◆ **Text excerpt**
For our interview with Steve Van Doren we decided to team up with Henry Davies from The Other Side of the Pillow. For those that don’t know, Henry is an avid Vans collector and runs a vintage Vans shop in east London, which is essentially like a Vans museum. Van Doren already knew Henry and actually asked him to create Vans historic displays from his collection for House of Vans in London and New York for Vans’ 50th anniversary. So we thought it would be good to get these two Vans aficionados together for a chat… Heck, why not?

Interview by Henry Davies

The classic perception of the (Vans) brand is as a skateboarding brand and in (my shop in) the UK that’s the general perception people have… But of course, the first ten years of the brand were pre-skateboarding.
Steve Van Doren: Yes we were just trying to find a customer that could get a pair of shoes and when my dad and (uncle) Jimmy made Vans they made the sole twice as thick as the other brands and they used the strongest canvas and nylon thread. They had to make them the strongest as we didn’t advertise, so we had to just win people over…. and that formula with the grippy sole is what skaters liked. So skaters bought the shoe, because they knew it would last three or four months while others would only last a week or two.

So it was just canvas casuals for anyone and a non-slip… You did the deck vibe…
Yeah well my dad did a store and he did four displays. He did one with a ladies’ style fabric, he did a boat shoe with a nautical scene that had the non-slip blue bottom and over here he had a basketball one with styles 23, 24 and 31 and 32 (basketball high & lows). That’s what was around in those days, we didn’t know about skateboarding at first.

◆ **Rows**
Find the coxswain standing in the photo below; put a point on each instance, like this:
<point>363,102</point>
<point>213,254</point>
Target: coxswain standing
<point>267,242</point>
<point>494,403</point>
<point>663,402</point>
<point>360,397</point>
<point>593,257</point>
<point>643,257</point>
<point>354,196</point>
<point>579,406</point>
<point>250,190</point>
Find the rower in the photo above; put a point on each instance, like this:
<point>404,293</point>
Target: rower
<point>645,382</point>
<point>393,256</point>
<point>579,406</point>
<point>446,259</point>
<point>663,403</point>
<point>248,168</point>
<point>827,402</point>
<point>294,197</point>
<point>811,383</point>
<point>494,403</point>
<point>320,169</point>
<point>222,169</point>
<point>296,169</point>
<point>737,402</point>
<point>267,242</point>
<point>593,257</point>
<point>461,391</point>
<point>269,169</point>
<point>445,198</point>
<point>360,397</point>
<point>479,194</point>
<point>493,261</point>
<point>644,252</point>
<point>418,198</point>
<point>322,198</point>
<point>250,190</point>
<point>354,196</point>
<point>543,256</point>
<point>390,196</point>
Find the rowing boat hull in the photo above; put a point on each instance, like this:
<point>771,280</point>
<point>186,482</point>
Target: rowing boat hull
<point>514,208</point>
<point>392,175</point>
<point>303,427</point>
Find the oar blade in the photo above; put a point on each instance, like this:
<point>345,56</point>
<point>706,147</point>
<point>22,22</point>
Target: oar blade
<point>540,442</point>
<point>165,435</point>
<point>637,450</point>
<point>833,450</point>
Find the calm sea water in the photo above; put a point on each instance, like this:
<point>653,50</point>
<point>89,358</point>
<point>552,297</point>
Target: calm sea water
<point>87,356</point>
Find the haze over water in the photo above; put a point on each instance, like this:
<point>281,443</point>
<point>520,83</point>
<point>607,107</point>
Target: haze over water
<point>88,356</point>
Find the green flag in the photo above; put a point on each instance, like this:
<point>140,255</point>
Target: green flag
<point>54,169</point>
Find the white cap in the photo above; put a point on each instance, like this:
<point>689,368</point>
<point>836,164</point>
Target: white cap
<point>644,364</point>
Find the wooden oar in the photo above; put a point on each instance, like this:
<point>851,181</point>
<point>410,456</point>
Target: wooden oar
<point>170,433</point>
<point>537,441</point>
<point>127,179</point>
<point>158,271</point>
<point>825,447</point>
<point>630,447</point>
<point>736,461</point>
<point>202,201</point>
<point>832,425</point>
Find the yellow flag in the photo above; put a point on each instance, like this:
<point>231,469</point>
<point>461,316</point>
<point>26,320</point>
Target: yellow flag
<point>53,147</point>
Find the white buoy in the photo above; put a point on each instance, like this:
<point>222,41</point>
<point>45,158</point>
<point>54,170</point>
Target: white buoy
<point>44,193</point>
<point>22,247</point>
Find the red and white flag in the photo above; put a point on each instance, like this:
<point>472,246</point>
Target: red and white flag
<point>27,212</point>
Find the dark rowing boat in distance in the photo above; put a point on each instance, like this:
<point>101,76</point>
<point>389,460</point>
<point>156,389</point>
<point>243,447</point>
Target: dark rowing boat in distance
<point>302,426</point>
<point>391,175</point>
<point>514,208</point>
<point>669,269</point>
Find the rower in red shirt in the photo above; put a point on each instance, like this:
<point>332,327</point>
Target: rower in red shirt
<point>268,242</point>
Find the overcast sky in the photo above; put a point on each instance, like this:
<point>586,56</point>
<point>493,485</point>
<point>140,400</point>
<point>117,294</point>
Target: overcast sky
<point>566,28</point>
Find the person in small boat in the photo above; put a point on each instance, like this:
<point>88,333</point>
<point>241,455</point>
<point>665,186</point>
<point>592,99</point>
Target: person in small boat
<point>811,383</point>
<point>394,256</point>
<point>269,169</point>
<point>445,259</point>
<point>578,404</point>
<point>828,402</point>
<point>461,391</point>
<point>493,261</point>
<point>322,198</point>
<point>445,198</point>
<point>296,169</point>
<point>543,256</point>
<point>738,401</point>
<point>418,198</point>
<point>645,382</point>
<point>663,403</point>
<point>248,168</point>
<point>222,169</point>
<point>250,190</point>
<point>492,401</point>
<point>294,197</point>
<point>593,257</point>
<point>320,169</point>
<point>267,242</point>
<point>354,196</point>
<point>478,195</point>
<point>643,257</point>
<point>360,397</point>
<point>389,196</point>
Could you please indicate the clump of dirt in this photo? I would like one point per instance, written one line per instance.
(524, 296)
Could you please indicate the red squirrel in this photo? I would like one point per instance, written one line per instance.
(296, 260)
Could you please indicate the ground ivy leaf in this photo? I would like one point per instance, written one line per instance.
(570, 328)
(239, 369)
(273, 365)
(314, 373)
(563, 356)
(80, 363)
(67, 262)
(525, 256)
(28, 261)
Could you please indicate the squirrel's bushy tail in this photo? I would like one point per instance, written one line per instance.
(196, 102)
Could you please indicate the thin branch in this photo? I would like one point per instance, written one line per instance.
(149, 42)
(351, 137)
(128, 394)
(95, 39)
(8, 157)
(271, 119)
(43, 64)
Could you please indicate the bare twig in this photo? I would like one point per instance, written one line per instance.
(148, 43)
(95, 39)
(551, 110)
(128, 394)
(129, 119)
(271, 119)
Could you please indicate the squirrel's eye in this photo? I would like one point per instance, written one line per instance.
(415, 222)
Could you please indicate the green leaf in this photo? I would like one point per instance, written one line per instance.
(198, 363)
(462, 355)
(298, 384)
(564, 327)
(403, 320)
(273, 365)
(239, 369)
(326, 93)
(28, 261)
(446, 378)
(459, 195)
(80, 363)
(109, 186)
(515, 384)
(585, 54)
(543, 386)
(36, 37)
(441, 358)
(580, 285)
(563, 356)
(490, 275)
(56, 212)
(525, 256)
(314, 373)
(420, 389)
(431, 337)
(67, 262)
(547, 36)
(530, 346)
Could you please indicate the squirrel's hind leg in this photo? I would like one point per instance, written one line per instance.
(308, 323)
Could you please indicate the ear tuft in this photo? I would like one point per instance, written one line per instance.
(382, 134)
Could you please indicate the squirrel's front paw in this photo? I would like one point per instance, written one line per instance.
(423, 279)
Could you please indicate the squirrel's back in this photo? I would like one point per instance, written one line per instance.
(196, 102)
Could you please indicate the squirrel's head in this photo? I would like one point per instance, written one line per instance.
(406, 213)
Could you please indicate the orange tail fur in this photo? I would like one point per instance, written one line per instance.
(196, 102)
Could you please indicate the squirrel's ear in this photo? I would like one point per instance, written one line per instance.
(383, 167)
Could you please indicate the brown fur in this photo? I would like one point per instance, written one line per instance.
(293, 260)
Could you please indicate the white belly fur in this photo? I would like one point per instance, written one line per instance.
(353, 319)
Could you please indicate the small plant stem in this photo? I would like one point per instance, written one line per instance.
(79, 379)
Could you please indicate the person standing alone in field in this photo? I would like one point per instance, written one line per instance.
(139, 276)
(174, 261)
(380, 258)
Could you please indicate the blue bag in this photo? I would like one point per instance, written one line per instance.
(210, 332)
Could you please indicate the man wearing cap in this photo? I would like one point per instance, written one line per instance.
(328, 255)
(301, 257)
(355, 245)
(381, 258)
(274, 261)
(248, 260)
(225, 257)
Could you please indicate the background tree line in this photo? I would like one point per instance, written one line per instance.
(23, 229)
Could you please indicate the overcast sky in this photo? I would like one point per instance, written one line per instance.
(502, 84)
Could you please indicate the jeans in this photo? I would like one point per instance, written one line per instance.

◆ **Exercise instructions**
1. In the Vans interview, rewrite everything from "For our interview" down to "chat… Heck, why not?", putting "East London" in place of "east London".
2. In the Vans interview, how long did skaters know the shoe would last?
3. Summarize the Vans interview in two sentences.

◆ **Solutions per task**
1.
For our interview with Steve Van Doren we decided to team up with Henry Davies from The Other Side of the Pillow. For those that don’t know, Henry is an avid Vans collector and runs a vintage Vans shop in East London, which is essentially like a Vans museum. Van Doren already knew Henry and actually asked him to create Vans historic displays from his collection for House of Vans in London and New York for Vans’ 50th anniversary. So we thought it would be good to get these two Vans aficionados together for a chat… Heck, why not?

2. Three or four months.

3. Henry Davies, a Vans collector who runs a vintage Vans shop in east London, interviewed Steve Van Doren, who says the first Vans were built extra strong with thick soles, strong canvas and nylon thread because the company didn't advertise. Skaters bought the shoes for their grippy, long-lasting soles, but early store displays showed ladies' styles, boat shoes and basketball shoes because the company didn't know about skateboarding at first.